### PASSAGE SHOWN:
────────────────────────────────────────
Mekickdemons

Posted on May 5

The Runtime Harness: why your CLAUDE.md is half the answer

#ai #claude #agentskills #productivity

The Runtime Harness: why your CLAUDE.md is half the answer

Tags: ai, claude, productivity, agents

A few days ago Louai Boumediene at Activepieces wrote a great
piece
about the AI harness: the set of files, rules, and feature docs
inside a codebase that turns a frontier model into a productive
collaborator. CLAUDE.md, .claude/rules/, .agents/features/,
skills, scoped subagents. He's right. If you're using Claude Code or
the Agent SDK seriously, you should read his post and steal liberally
from it.

I want to add the layer he didn't talk about: the runtime harness.

Here's the part of his post I want to zoom in on:

If you have corrected Claude twice on the same thing, stop correcting
it. /clear the session, rewrite your prompt with what you just learned,
and start over.

That's a great rule. It also requires you, the human, to notice that
you've corrected the agent twice on the same thing. In a real session,
when you're three rabbit holes deep and tired, you don't notice. You
correct it a third time. And a fourth. And the agent, drowning in
contradictory context, keeps getting it wrong faster than you can fix
it.
────────────────────────────────────────
### TASK SET:
A – In the post on the runtime harness, what layer does the author want to add to Louai Boumediene's piece?
B – For each statement, decide whether it agrees with the post on the runtime harness. Answer yes or no and quote the words that decide it. (i) Louai Boumediene is at Activepieces. (ii) The author thinks Boumediene is wrong about the AI harness. (iii) The quoted rule advises correcting Claude until it gets the point right.

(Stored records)
────────────────────────────────────────
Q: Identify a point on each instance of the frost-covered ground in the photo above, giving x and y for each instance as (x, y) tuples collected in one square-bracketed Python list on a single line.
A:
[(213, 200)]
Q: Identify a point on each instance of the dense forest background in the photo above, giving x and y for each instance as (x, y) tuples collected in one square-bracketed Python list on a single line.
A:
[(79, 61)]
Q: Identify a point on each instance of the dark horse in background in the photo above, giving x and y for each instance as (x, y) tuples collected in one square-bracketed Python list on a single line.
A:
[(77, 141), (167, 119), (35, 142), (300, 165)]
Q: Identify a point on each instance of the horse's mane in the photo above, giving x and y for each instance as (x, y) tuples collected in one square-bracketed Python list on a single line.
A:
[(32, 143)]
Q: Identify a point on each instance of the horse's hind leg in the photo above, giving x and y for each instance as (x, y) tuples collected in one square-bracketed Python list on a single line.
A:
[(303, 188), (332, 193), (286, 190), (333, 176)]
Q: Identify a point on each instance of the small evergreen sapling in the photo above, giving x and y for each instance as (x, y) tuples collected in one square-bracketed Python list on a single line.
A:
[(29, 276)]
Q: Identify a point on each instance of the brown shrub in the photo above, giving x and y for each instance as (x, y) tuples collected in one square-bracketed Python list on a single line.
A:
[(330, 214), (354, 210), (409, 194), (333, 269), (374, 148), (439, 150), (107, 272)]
────────────────────────────────────────
### ANSWER LIST:
A – The runtime harness.

B –
(i) Yes: "Louai Boumediene at Activepieces"
(ii) No: "He's right."
(iii) No: "If you have corrected Claude twice on the same thing, stop correcting it."